→ **PROMPT**:
Please quote, word for word, the rows starting at the line containing "Practice. Find the dam parapet" and ending at the line containing "point(134, 100)", both ends included. Give only those lines.

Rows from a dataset
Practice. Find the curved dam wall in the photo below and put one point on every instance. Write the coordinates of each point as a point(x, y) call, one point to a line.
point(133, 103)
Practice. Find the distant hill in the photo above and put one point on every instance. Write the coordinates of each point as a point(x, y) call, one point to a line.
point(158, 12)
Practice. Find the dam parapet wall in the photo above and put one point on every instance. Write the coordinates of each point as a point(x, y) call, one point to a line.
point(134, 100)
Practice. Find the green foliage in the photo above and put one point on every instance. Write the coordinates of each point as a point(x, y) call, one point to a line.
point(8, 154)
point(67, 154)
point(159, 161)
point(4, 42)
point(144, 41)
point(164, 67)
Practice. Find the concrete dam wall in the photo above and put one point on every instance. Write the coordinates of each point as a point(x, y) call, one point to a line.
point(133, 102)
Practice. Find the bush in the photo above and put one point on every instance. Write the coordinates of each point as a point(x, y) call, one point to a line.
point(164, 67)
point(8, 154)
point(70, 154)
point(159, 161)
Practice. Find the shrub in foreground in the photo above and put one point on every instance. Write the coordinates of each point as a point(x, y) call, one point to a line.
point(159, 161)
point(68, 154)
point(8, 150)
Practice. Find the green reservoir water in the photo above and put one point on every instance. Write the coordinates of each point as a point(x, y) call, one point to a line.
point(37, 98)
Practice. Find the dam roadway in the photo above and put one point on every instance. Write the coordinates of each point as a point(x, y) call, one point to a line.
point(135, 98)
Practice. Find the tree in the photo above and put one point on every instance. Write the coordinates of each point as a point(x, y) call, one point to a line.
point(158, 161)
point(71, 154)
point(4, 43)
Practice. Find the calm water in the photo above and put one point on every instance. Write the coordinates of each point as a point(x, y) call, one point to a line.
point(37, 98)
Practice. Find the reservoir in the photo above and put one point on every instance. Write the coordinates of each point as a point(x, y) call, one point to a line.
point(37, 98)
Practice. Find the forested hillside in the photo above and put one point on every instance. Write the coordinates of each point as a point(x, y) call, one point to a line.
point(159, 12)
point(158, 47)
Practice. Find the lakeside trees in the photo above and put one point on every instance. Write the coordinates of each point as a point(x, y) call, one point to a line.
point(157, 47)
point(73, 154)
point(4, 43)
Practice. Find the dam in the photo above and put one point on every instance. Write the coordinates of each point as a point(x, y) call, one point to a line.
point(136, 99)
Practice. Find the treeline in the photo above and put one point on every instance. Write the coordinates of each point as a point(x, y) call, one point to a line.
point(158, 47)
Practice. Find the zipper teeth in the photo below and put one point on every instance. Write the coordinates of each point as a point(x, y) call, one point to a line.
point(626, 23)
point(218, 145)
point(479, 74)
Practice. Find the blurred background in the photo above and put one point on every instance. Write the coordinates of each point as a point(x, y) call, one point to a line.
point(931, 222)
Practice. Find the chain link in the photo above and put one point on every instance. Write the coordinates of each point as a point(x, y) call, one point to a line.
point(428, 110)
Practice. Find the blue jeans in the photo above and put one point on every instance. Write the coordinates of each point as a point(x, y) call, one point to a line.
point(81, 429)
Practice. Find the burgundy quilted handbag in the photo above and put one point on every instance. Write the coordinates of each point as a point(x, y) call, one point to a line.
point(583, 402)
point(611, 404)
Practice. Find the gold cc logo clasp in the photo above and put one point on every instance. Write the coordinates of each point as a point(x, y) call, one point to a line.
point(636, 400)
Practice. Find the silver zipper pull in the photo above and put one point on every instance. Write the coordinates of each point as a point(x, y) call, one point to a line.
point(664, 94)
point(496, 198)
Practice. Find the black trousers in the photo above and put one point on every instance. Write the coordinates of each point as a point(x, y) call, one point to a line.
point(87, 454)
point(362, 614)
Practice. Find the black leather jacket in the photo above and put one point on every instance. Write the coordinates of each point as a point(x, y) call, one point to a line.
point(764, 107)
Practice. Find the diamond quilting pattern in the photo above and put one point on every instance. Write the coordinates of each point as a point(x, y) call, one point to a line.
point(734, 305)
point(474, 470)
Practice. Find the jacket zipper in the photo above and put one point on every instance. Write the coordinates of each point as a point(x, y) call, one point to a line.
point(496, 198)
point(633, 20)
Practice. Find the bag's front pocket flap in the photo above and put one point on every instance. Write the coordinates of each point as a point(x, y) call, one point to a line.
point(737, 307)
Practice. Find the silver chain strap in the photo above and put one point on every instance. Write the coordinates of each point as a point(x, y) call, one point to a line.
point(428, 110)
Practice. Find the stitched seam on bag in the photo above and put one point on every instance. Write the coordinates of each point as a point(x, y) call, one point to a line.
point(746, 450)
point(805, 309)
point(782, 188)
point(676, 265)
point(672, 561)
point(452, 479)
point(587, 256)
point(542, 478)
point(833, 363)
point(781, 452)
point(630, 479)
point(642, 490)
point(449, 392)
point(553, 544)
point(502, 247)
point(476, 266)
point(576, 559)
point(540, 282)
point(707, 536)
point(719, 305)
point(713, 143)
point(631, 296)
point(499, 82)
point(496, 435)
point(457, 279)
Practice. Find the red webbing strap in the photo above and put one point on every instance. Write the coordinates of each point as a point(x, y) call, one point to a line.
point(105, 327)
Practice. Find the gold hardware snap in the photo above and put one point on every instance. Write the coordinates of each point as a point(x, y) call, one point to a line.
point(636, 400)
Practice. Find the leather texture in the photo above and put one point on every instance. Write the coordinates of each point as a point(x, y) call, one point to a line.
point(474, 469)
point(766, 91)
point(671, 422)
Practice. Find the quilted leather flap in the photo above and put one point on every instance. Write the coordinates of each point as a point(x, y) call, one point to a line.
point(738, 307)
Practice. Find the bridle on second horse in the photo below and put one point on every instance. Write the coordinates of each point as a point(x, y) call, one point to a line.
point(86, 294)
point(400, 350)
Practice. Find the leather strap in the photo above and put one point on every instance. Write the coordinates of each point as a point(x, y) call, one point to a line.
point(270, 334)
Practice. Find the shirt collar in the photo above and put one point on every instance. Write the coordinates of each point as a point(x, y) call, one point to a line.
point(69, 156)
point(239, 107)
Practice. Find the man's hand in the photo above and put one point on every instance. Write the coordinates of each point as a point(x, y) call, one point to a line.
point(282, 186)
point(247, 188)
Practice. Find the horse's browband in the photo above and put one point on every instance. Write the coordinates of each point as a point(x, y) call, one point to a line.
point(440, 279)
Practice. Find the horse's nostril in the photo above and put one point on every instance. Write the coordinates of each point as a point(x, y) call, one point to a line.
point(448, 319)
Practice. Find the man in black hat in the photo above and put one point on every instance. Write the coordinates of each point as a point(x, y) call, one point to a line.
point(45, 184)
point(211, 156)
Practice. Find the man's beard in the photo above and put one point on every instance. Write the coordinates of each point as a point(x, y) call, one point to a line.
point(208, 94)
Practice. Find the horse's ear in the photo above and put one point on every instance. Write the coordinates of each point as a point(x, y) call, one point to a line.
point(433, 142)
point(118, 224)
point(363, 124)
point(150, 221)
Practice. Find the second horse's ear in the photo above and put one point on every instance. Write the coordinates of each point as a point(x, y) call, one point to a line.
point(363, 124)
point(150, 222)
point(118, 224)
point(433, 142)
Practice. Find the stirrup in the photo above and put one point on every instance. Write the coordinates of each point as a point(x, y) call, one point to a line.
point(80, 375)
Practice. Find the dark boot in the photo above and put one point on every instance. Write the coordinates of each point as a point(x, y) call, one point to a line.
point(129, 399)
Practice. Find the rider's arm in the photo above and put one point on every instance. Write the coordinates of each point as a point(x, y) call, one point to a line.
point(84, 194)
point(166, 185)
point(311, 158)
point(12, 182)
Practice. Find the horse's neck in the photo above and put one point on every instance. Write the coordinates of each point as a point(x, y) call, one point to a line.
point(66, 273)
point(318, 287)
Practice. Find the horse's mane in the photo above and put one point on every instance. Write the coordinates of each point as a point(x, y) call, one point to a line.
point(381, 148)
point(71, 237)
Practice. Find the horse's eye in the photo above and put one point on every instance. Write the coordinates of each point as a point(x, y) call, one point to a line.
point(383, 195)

→ **EXERCISE SOLUTION**:
Practice. Find the dam parapet wall in the photo above and put one point on every instance. Write the coordinates of each point as a point(x, y) call, one point to a line.
point(134, 100)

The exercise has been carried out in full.